__HOW TO COMPLETE THIS TASK__.
When the listing has been read, print it out again in full, word for word.
##### RECORDS SUPPLIED
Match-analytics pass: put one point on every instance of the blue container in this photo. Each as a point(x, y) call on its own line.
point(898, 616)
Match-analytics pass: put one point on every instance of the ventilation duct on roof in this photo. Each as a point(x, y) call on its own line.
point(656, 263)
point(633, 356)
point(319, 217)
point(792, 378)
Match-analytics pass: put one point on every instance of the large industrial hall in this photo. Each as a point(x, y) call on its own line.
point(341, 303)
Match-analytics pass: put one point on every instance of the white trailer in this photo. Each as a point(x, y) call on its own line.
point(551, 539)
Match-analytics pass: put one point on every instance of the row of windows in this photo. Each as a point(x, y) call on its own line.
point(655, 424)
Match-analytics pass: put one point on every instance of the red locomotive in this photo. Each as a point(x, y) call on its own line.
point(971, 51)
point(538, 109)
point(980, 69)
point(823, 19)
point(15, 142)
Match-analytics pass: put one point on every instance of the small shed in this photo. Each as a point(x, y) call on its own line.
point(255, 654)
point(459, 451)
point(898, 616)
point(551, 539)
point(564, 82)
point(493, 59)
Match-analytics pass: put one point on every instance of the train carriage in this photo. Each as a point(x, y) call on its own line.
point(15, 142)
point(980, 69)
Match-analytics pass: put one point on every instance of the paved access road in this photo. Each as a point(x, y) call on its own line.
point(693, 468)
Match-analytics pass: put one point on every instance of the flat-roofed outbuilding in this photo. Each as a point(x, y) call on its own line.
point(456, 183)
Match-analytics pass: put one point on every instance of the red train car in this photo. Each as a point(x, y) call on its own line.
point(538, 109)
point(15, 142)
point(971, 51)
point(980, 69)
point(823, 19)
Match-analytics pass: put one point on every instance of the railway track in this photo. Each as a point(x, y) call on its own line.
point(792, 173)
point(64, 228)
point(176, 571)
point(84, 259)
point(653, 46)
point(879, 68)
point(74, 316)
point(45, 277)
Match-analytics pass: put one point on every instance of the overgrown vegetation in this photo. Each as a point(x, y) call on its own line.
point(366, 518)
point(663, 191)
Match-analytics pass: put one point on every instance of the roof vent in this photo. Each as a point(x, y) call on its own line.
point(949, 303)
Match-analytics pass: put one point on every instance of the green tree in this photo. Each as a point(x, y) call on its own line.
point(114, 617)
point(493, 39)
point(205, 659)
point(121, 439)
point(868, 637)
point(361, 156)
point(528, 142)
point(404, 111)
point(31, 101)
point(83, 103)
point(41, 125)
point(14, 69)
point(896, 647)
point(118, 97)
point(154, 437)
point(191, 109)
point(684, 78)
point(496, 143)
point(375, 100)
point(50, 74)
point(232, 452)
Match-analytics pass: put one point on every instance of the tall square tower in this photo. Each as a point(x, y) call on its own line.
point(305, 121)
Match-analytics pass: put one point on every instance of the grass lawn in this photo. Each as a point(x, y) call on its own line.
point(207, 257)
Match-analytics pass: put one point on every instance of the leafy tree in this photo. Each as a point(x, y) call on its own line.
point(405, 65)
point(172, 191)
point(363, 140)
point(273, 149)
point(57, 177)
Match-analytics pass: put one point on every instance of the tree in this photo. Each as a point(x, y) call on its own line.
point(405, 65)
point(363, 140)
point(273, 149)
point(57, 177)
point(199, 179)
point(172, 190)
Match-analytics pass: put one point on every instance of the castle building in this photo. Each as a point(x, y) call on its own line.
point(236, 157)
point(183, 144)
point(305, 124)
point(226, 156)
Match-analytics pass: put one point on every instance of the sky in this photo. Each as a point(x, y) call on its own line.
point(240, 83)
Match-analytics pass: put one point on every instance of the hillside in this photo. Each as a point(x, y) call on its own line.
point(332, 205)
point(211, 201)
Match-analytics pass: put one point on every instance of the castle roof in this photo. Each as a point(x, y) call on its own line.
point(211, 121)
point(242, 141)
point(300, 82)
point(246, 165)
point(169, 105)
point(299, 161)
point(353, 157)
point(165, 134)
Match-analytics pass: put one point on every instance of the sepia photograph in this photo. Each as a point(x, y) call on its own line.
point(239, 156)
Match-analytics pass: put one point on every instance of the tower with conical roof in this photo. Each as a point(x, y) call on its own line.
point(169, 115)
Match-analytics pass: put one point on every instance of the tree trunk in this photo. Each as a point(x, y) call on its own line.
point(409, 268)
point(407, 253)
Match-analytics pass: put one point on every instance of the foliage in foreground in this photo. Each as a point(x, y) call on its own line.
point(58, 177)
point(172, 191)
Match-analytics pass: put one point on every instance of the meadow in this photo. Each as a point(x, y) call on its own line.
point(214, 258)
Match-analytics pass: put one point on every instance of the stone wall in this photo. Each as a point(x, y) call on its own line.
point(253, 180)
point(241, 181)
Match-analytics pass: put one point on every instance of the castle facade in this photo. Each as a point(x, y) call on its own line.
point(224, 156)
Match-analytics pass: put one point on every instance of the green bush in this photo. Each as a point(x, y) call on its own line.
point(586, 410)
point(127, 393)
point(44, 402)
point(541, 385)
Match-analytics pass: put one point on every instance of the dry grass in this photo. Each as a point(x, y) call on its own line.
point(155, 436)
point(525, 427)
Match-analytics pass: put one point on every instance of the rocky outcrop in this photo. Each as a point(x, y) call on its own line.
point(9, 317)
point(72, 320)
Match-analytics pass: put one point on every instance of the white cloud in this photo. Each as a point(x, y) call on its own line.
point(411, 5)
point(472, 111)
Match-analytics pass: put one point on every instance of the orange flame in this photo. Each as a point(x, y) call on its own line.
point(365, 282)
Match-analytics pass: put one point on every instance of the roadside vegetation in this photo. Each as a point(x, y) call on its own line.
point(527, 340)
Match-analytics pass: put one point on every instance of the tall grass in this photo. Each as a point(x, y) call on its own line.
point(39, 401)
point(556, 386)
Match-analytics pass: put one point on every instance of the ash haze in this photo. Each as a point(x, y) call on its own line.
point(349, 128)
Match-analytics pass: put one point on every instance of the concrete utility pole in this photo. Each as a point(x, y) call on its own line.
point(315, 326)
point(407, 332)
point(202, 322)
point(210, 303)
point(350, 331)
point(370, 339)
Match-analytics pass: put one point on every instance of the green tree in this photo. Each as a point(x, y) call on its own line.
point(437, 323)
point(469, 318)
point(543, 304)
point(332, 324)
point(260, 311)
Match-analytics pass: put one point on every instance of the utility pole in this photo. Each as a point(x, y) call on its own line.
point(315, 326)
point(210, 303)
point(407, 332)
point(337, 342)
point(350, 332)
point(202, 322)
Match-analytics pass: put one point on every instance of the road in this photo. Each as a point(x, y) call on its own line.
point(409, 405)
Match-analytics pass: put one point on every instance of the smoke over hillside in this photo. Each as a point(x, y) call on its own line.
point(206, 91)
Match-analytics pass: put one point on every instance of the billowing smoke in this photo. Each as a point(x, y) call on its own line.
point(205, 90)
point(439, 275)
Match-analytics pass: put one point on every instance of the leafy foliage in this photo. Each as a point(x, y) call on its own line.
##########
__FINISHED TASK__.
Match-analytics pass: put one point on every instance of the blue container in this photo. Each as a point(x, y) call on its own line.
point(898, 616)
Match-analytics pass: put one point on every instance of the ventilation duct on roof in this photo. Each as a point(x, y) call on its own line.
point(656, 263)
point(633, 356)
point(319, 217)
point(792, 378)
Match-analytics pass: put one point on every instance of the large industrial hall in this photo. Each as a point(x, y) call on its own line.
point(341, 303)
Match-analytics pass: put one point on every instance of the white trailer in this photo. Each as a point(x, y) call on its own line.
point(551, 539)
Match-analytics pass: put one point on every instance of the row of windows in this photo. Each as a point(x, y) call on its own line.
point(655, 424)
Match-analytics pass: put one point on every instance of the red locomotive in this photo. Each as a point(x, y) call on its own line.
point(971, 51)
point(538, 109)
point(980, 69)
point(823, 19)
point(15, 142)
Match-analytics pass: put one point on every instance of the small shed in this photo. Each as a point(x, y) call on its own line.
point(255, 654)
point(459, 451)
point(898, 616)
point(551, 539)
point(564, 82)
point(493, 59)
Match-analytics pass: put one point on every instance of the train carriage in this photo. Each as a point(x, y) call on its own line.
point(15, 142)
point(980, 69)
Match-analytics pass: put one point on every instance of the paved access road in this photo. Each as a point(x, y) call on its own line.
point(693, 468)
Match-analytics pass: put one point on every instance of the flat-roofed outbuilding in this photo. Each as a point(x, y) call on its own line.
point(456, 183)
Match-analytics pass: put one point on every instance of the red train car in this photo. Each as a point(x, y) call on its own line.
point(538, 109)
point(15, 142)
point(971, 51)
point(980, 69)
point(823, 19)
Match-analytics pass: put one point on every instance of the railway track in this photo. Each as a point(x, y) call on its own line.
point(792, 173)
point(64, 228)
point(176, 571)
point(84, 259)
point(653, 46)
point(879, 68)
point(74, 316)
point(45, 277)
Match-analytics pass: put one point on every instance of the overgrown vegetation in this photo. Each as a point(x, y) call on its own line.
point(366, 518)
point(663, 191)
Match-analytics pass: put one point on every instance of the roof vent in this photo. Each as a point(x, y) call on its own line.
point(949, 303)
Match-analytics pass: put one point on every instance of the green tree in this photo. Each as a point(x, y) call on its own line.
point(114, 617)
point(493, 39)
point(205, 659)
point(121, 439)
point(868, 637)
point(361, 156)
point(528, 142)
point(404, 111)
point(31, 101)
point(83, 103)
point(41, 125)
point(14, 69)
point(896, 647)
point(118, 97)
point(154, 437)
point(191, 109)
point(684, 78)
point(496, 143)
point(375, 100)
point(50, 74)
point(232, 452)
Match-analytics pass: put one point on every instance of the tall square tower in this photo. Each as a point(x, y) call on its own line.
point(305, 121)
Match-analytics pass: put one point on every instance of the grass lawn in this photo. Each as a point(x, y) call on its own line.
point(207, 257)
Match-analytics pass: put one point on every instance of the leafy tree in this photo. Each as a point(x, y) call on its own line.
point(405, 65)
point(172, 191)
point(363, 140)
point(273, 149)
point(57, 177)
Match-analytics pass: put one point on every instance of the tree in this photo. Each as a point(x, y) call on its own line.
point(405, 65)
point(363, 140)
point(273, 149)
point(57, 177)
point(199, 179)
point(172, 190)
Match-analytics pass: put one point on every instance of the castle building in this photo. Each as a point(x, y) call on its own line.
point(236, 157)
point(183, 144)
point(305, 124)
point(226, 156)
Match-analytics pass: put one point on every instance of the sky in this photo. Each as a point(x, y) call on its own line.
point(240, 83)
Match-analytics pass: put one point on every instance of the hillside in this photo. Each as a point(x, y) call on its own line.
point(332, 205)
point(211, 201)
Match-analytics pass: put one point on every instance of the castle roof in this photo. Each as a point(x, y) call on its own line.
point(211, 121)
point(242, 141)
point(300, 82)
point(246, 165)
point(169, 105)
point(299, 161)
point(353, 157)
point(165, 134)
Match-analytics pass: put one point on every instance of the sepia photograph in this photo. Each as a point(x, y) call on its own line.
point(239, 156)
Match-analytics pass: put one point on every instance of the tower with conical roof in this photo. Each as a point(x, y) call on its own line.
point(169, 115)
Match-analytics pass: put one point on every instance of the tree trunk in this photo. Each as a point(x, y) call on its own line.
point(409, 268)
point(407, 253)
Match-analytics pass: put one point on every instance of the foliage in foreground in this photo. Each as a point(x, y) call on its own line.
point(58, 177)
point(172, 191)
Match-analytics pass: put one point on every instance of the meadow in this photo. Each as a point(x, y) call on its own line.
point(214, 258)
Match-analytics pass: put one point on every instance of the stone wall in this photo. Each as a point(x, y) call on its own line.
point(253, 180)
point(241, 181)
Match-analytics pass: put one point on every instance of the castle facade in this photo. Each as a point(x, y) call on its own line.
point(224, 156)
Match-analytics pass: put one point on every instance of the green bush in this photo. Each as a point(x, y) call on its own line.
point(586, 410)
point(127, 393)
point(44, 402)
point(541, 385)
Match-analytics pass: put one point on every instance of the dry grass in this photo. Each as a point(x, y) call on its own line.
point(155, 436)
point(525, 427)
Match-analytics pass: put one point on every instance of the rocky outcrop in this photo. Each as a point(x, y) call on its own line.
point(9, 317)
point(72, 320)
Match-analytics pass: put one point on every instance of the white cloud in this photo. Each as a point(x, y) call on its own line.
point(411, 5)
point(472, 111)
Match-analytics pass: put one point on every instance of the orange flame in this photo. Each as a point(x, y) call on its own line.
point(365, 282)
Match-analytics pass: put one point on every instance of the roadside vegetation in this photo. Each as a point(x, y) call on its own line.
point(527, 340)
Match-analytics pass: put one point on every instance of the tall grass in this photo. Each as a point(x, y) call on its own line.
point(39, 401)
point(556, 386)
Match-analytics pass: put one point on every instance of the ash haze in this photo. Each as a point(x, y) call on its own line.
point(349, 128)
Match-analytics pass: put one point on every instance of the concrete utility pole in this photo. Each as a point(x, y) call on its own line.
point(315, 326)
point(407, 332)
point(202, 322)
point(210, 303)
point(350, 331)
point(370, 339)
Match-analytics pass: put one point on every instance of the green tree in this photo. Each as a point(x, y) call on its own line.
point(437, 323)
point(469, 318)
point(543, 304)
point(332, 324)
point(260, 311)
Match-analytics pass: put one point on every instance of the utility pole in this photo. Each as a point(x, y) call on its own line.
point(315, 326)
point(210, 303)
point(407, 332)
point(337, 342)
point(350, 332)
point(202, 322)
Match-analytics pass: put one point on every instance of the road in this photo. Each as a point(x, y) call on its own line.
point(409, 405)
Match-analytics pass: put one point on every instance of the smoke over hillside in this photo. Each as a point(x, y) call on its own line.
point(206, 91)
Match-analytics pass: put one point on every instance of the billowing smoke in this photo. Each as a point(x, y) call on its own line.
point(205, 90)
point(439, 275)
Match-analytics pass: put one point on every instance of the leafy foliage in this photo. Each as a point(x, y) call on its own line.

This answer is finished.